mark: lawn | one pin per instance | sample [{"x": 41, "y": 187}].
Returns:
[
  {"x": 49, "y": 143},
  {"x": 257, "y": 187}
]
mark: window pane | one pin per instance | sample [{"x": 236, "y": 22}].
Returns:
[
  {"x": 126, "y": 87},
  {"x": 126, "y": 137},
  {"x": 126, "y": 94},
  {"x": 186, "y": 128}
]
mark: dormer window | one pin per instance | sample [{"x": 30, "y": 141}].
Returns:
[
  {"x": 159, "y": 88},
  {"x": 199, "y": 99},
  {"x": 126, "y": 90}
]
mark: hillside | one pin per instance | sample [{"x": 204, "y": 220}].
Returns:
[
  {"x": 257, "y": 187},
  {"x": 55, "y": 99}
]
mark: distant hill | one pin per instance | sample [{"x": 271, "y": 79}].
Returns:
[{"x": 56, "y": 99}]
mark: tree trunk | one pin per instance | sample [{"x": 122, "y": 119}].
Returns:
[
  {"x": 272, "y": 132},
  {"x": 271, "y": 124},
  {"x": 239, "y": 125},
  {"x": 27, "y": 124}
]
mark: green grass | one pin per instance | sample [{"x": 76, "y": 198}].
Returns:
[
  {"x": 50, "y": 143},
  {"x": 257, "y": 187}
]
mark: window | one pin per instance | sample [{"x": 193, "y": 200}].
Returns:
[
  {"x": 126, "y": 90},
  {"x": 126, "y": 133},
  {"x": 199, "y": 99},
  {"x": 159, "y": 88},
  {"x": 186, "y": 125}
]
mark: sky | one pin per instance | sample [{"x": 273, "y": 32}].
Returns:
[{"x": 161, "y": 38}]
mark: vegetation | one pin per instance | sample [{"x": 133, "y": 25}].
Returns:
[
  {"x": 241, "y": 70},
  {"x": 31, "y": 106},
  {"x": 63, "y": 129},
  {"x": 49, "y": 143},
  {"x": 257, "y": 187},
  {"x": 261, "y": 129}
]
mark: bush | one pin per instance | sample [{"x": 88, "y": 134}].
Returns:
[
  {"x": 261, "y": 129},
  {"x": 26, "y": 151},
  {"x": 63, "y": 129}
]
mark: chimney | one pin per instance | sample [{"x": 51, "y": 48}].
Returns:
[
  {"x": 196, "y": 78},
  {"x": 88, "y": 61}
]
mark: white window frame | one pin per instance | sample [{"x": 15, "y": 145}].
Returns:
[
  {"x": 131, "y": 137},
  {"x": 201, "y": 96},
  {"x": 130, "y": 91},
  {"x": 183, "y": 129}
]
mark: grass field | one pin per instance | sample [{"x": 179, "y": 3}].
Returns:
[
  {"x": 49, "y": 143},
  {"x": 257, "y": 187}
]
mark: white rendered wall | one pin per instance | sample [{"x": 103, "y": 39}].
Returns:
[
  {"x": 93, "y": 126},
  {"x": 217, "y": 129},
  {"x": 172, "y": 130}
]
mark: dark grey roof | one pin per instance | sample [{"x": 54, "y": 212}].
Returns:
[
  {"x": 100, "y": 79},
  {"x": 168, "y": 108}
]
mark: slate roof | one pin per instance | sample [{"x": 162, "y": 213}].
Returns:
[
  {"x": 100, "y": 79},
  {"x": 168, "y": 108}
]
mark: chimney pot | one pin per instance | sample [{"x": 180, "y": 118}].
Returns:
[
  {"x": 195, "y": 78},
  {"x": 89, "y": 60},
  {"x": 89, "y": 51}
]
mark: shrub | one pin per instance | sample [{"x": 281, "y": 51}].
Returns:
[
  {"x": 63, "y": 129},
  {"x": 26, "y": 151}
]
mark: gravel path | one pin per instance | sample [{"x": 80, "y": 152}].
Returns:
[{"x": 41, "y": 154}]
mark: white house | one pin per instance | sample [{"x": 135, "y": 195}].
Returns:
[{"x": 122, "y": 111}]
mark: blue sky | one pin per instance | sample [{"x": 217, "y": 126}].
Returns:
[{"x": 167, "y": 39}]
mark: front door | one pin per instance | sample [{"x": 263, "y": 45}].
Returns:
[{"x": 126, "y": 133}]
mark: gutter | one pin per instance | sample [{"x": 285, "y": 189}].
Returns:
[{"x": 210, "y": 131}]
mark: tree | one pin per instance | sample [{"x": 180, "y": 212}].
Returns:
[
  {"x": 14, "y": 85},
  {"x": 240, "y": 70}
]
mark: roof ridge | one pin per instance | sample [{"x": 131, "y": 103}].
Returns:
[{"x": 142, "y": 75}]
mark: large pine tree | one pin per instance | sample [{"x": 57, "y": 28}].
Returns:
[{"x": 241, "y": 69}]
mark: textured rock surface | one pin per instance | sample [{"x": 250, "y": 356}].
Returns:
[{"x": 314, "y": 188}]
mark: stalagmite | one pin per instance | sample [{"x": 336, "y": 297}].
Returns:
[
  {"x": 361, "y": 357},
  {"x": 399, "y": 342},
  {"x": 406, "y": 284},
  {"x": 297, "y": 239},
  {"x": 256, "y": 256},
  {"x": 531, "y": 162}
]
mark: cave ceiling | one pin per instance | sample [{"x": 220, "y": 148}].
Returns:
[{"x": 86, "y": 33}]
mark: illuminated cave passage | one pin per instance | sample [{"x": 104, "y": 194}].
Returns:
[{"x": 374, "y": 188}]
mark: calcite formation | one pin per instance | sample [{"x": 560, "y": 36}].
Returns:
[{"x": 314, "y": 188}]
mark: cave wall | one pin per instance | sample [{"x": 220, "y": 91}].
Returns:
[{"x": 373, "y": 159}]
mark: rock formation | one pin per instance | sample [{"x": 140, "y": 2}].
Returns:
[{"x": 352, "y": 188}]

WHAT YOU HAVE TO DO
In full and verbatim, repeat the records given above.

TASK OUTPUT
mark: lawn | one pin per instance | sample [{"x": 41, "y": 187}].
Returns:
[
  {"x": 49, "y": 143},
  {"x": 257, "y": 187}
]
mark: window pane | one pin per instance | sample [{"x": 236, "y": 22}].
Returns:
[
  {"x": 126, "y": 87},
  {"x": 126, "y": 137},
  {"x": 126, "y": 94},
  {"x": 186, "y": 128}
]
mark: dormer window | one pin per instance | sample [{"x": 30, "y": 141}].
Returns:
[
  {"x": 159, "y": 88},
  {"x": 199, "y": 99},
  {"x": 126, "y": 90}
]
mark: hillside | one pin per instance | sample [{"x": 204, "y": 220}].
Returns:
[
  {"x": 257, "y": 187},
  {"x": 55, "y": 99}
]
mark: distant hill | one pin per instance | sample [{"x": 271, "y": 79}].
Returns:
[{"x": 56, "y": 99}]
mark: tree trunk | one pin per instance | sample [{"x": 122, "y": 119}].
Returns:
[
  {"x": 272, "y": 132},
  {"x": 271, "y": 124},
  {"x": 239, "y": 125},
  {"x": 27, "y": 124}
]
mark: green grass | one pin per instance | sample [{"x": 76, "y": 198}].
Returns:
[
  {"x": 50, "y": 143},
  {"x": 257, "y": 187}
]
mark: window | one pin per instance | sample [{"x": 193, "y": 200}].
Returns:
[
  {"x": 126, "y": 90},
  {"x": 126, "y": 133},
  {"x": 199, "y": 99},
  {"x": 159, "y": 88},
  {"x": 186, "y": 125}
]
mark: sky | one pin per instance | sample [{"x": 273, "y": 32}].
Returns:
[{"x": 161, "y": 38}]
mark: vegetation | one pin per instance | sample [{"x": 133, "y": 25}].
Returns:
[
  {"x": 241, "y": 70},
  {"x": 31, "y": 106},
  {"x": 63, "y": 129},
  {"x": 49, "y": 143},
  {"x": 257, "y": 187},
  {"x": 261, "y": 129}
]
mark: bush | one pin per instance | sample [{"x": 88, "y": 134}].
Returns:
[
  {"x": 261, "y": 129},
  {"x": 26, "y": 151},
  {"x": 63, "y": 129}
]
mark: chimney | one pin per instance | sample [{"x": 51, "y": 48}].
Returns:
[
  {"x": 196, "y": 78},
  {"x": 88, "y": 61}
]
mark: white window frame | one pin per instance | sample [{"x": 15, "y": 145}].
Returns:
[
  {"x": 131, "y": 137},
  {"x": 201, "y": 96},
  {"x": 130, "y": 91},
  {"x": 183, "y": 129}
]
mark: grass field | one pin per instance | sample [{"x": 179, "y": 3}].
Returns:
[
  {"x": 49, "y": 143},
  {"x": 257, "y": 187}
]
mark: white rendered wall | one pin per instance | sample [{"x": 103, "y": 39}].
Returns:
[
  {"x": 93, "y": 126},
  {"x": 217, "y": 129},
  {"x": 172, "y": 130}
]
mark: dark grey roof | one pin per instance | sample [{"x": 54, "y": 212}].
Returns:
[
  {"x": 100, "y": 79},
  {"x": 168, "y": 108}
]
mark: slate roof | one pin per instance | sample [{"x": 162, "y": 213}].
Returns:
[
  {"x": 100, "y": 79},
  {"x": 168, "y": 108}
]
mark: chimney pot | one pin per instance | sample [{"x": 180, "y": 118}].
Returns:
[
  {"x": 195, "y": 78},
  {"x": 89, "y": 60},
  {"x": 89, "y": 51}
]
mark: shrub | one pin per instance | sample [{"x": 281, "y": 51}].
Returns:
[
  {"x": 63, "y": 129},
  {"x": 26, "y": 151}
]
mark: gravel path | one pin per instance | sample [{"x": 80, "y": 152}].
Returns:
[{"x": 41, "y": 154}]
mark: white house | one pin per instance | sample [{"x": 135, "y": 195}].
Returns:
[{"x": 122, "y": 111}]
mark: blue sky | one pin per instance | sample [{"x": 217, "y": 126}].
Returns:
[{"x": 167, "y": 39}]
mark: front door | one pin per instance | sample [{"x": 263, "y": 45}].
Returns:
[{"x": 126, "y": 133}]
mark: gutter | one pin per instance | sample [{"x": 285, "y": 189}].
Returns:
[{"x": 210, "y": 131}]
mark: tree | one pin per instance | sample [{"x": 180, "y": 212}].
Returns:
[
  {"x": 14, "y": 85},
  {"x": 240, "y": 70}
]
mark: roof ridge | one pin per instance | sample [{"x": 131, "y": 103}].
Returns:
[{"x": 142, "y": 75}]
mark: large pine tree | one pin per instance | sample [{"x": 57, "y": 28}].
Returns:
[{"x": 241, "y": 69}]
mark: textured rock surface | one pin per instance | sample [{"x": 250, "y": 356}].
Returns:
[{"x": 314, "y": 188}]
mark: stalagmite | one pin per instance | sample [{"x": 336, "y": 297}].
Returns:
[
  {"x": 361, "y": 357},
  {"x": 399, "y": 342},
  {"x": 406, "y": 284},
  {"x": 297, "y": 239},
  {"x": 256, "y": 256},
  {"x": 531, "y": 162}
]
mark: cave ceiling | one pin per instance | sample [{"x": 220, "y": 148}].
Returns:
[{"x": 86, "y": 33}]
mark: illuminated cave passage | one pin per instance | sample [{"x": 104, "y": 194}].
Returns:
[{"x": 374, "y": 188}]
mark: calcite formation | one pin per instance | sample [{"x": 560, "y": 36}].
Returns:
[{"x": 314, "y": 188}]
mark: cave wall | one pin per instance | sample [{"x": 220, "y": 91}].
Returns:
[{"x": 373, "y": 159}]
mark: rock formation | one pin per instance | sample [{"x": 140, "y": 2}].
Returns:
[{"x": 352, "y": 188}]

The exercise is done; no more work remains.